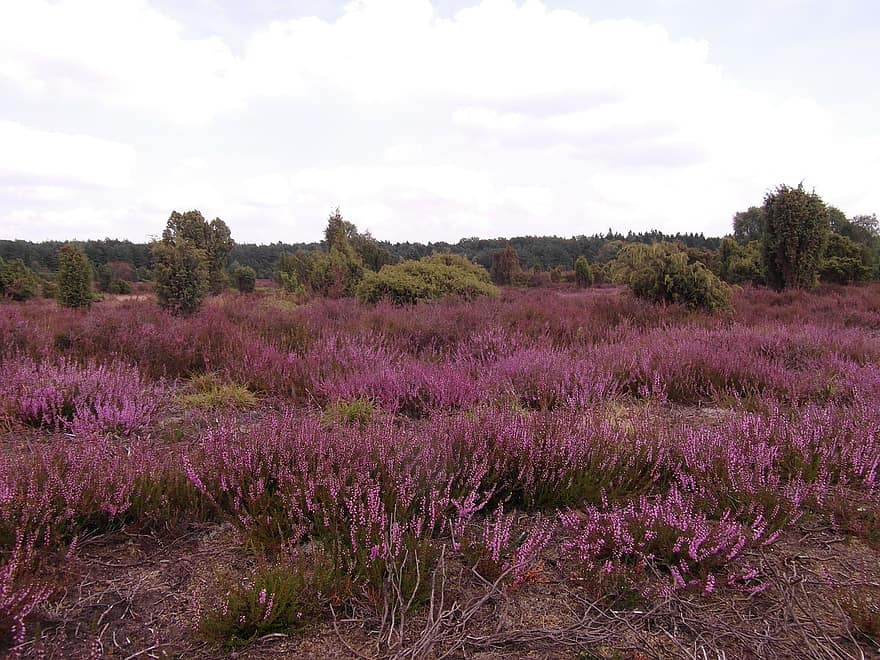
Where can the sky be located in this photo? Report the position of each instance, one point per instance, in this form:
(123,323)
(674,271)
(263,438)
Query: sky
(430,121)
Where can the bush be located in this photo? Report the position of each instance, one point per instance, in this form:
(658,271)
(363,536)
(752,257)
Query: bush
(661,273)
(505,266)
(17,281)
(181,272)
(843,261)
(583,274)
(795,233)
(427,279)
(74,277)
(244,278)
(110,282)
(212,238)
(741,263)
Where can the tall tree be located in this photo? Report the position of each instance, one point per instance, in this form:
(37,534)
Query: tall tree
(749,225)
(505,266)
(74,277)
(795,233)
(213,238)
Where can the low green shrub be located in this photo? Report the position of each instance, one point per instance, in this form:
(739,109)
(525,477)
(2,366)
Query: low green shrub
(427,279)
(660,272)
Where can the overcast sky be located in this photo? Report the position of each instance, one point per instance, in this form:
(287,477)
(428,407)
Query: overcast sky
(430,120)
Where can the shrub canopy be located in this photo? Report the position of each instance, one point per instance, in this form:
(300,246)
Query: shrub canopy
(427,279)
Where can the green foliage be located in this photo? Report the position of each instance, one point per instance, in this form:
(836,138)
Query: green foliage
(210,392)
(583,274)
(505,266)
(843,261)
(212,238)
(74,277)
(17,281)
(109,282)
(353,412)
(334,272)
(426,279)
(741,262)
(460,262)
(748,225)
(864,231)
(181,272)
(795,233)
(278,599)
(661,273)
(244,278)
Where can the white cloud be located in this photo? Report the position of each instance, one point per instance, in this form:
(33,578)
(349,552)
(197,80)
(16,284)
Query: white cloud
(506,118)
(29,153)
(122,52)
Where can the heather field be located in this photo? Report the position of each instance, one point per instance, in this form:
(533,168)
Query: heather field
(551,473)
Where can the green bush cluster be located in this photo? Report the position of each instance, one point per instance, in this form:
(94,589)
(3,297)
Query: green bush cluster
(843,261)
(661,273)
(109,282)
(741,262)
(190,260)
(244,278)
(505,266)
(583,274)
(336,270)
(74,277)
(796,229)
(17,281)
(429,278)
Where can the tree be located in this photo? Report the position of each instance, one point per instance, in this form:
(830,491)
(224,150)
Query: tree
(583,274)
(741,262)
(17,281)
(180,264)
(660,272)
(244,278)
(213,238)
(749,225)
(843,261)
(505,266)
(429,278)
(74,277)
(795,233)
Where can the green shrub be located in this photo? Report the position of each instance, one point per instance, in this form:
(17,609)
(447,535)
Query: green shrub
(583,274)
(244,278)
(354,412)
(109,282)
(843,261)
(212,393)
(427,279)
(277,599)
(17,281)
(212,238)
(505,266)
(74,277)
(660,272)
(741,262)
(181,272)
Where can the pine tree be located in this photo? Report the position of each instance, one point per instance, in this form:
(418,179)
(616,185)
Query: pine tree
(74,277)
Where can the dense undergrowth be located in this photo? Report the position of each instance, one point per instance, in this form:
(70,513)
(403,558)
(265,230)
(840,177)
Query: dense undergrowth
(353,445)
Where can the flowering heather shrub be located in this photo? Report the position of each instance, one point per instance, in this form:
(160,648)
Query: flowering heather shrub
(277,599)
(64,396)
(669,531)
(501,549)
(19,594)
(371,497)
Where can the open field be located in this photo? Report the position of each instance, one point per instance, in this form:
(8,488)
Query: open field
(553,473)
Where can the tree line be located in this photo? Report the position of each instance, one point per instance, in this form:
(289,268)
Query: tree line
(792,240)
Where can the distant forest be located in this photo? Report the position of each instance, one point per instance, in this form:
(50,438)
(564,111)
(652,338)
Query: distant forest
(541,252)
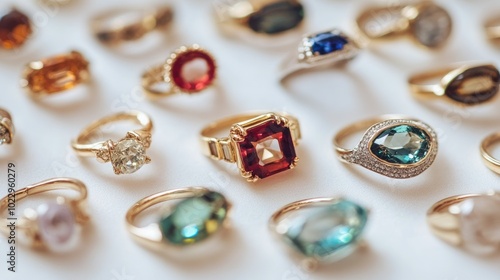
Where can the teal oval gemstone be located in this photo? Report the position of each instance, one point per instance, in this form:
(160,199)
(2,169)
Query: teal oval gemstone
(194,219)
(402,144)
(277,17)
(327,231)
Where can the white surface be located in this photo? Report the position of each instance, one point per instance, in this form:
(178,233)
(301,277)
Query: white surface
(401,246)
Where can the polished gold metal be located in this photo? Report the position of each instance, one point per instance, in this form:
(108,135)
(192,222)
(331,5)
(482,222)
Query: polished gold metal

** What you need to do **
Your copy should match the records word for word, with the pictures removed.

** Written reply **
Where can the sky be located in this photo? Report the position of each instance, one point per instance, in this form:
(123,323)
(674,271)
(263,438)
Query: sky
(430,121)
Where can the bush be located in this photo? Report the position of each instance, one point per instance, in this form:
(658,271)
(363,536)
(752,257)
Query: bush
(661,273)
(505,266)
(17,281)
(181,272)
(843,261)
(583,274)
(795,233)
(427,279)
(74,277)
(244,278)
(110,282)
(212,238)
(741,263)
Where can the tall tree be located in this photo? Report the position of each instance, one point per instance, in this form:
(37,534)
Query: tall tree
(749,225)
(505,266)
(74,277)
(795,233)
(213,238)
Where can the low green shrub be located in this photo? Report the position of each instance, one point per instance, in this form:
(739,109)
(525,477)
(2,366)
Query: low green shrub
(427,279)
(660,272)
Where can the overcast sky be located in this photo? Report the position of each instance, one point per instance, in this form:
(287,477)
(428,407)
Query: overcast sky
(430,120)
Where can the shrub canopy be located in this photo? Report the position of each instance, one point per instance, in this form:
(300,246)
Query: shrub canopy
(427,279)
Where can the green foliage be located in this photo? Report the position of each instance, one point per instance, in this form:
(836,138)
Query: green foliage
(210,392)
(583,274)
(505,266)
(843,261)
(212,238)
(74,277)
(17,281)
(109,282)
(353,412)
(334,272)
(426,279)
(741,262)
(460,262)
(748,225)
(864,231)
(181,272)
(795,233)
(278,599)
(661,273)
(244,278)
Where can the white cloud be located in this photo? Report the position of each instance, one point per instance, in this form:
(33,578)
(349,552)
(197,80)
(16,284)
Query: white cloud
(506,118)
(29,153)
(122,52)
Where can the heather field be located in this photo? Report the position of each instance, one point per instance, in this form:
(533,168)
Query: heather field
(551,473)
Where can the green bush cluster be located in this photo? Report the position of each instance, one point per instance, in this form:
(94,589)
(3,297)
Query: green bush cluster
(843,261)
(661,273)
(109,282)
(741,262)
(190,260)
(244,278)
(505,266)
(583,274)
(336,270)
(74,277)
(796,229)
(17,281)
(429,278)
Where can the tree be located in this photo? Report the position of each instance, one point per instance, in this form:
(830,491)
(224,150)
Query: tree
(583,274)
(741,262)
(17,281)
(180,264)
(660,272)
(244,278)
(213,238)
(749,225)
(843,261)
(505,266)
(429,278)
(74,277)
(795,233)
Where can the green shrub be located in this photo? Report the position of each instance, one point per instance, in this form:
(17,609)
(447,535)
Query: green shrub
(583,274)
(244,278)
(354,412)
(109,282)
(843,261)
(212,393)
(427,279)
(277,599)
(17,281)
(212,238)
(505,266)
(74,277)
(660,272)
(741,262)
(181,272)
Where can the pine tree be located in this photo? Report the position of each instance, one point per instance, in this form:
(418,179)
(616,185)
Query: pine tree
(74,277)
Where can the dense undergrowth be located in this photo? Report the position of each instance, one point per instance, in this form:
(70,513)
(403,558)
(265,230)
(840,177)
Query: dense undergrowth
(353,445)
Where can the flowering heather shrub be located in this photo? Report the position of each instance, one point per instance, in this form:
(160,648)
Query: flowering heather shrub
(277,599)
(64,396)
(669,531)
(501,549)
(19,594)
(371,497)
Where can the open field be located in this photo? Report the position of each instance, one point per instance, in this form:
(8,488)
Query: open field
(553,473)
Where can the tree line be located in this photo? Report the position of each instance, one point per instance, in this form:
(289,268)
Query: tree line
(792,240)
Where can the distant forest be located in this photo? Report the position of each instance, one point per instance, in this form:
(50,438)
(564,111)
(652,338)
Query: distant forest
(541,252)
Where can the teal oval gemstone be located in this photo? Report the position of each instance, one point per instance, in this form:
(160,199)
(2,169)
Query: teal oval gemstone
(194,219)
(402,144)
(277,17)
(327,231)
Where can the white surface be located in this photo? Report the position of each instance, one point per instance, in this form:
(178,233)
(301,277)
Query: white surface
(401,246)
Where can the polished gold metal be located in this photo? Report the position of each instance, one point per instance, in this form:
(108,135)
(192,222)
(331,5)
(482,222)
Query: polished gold metal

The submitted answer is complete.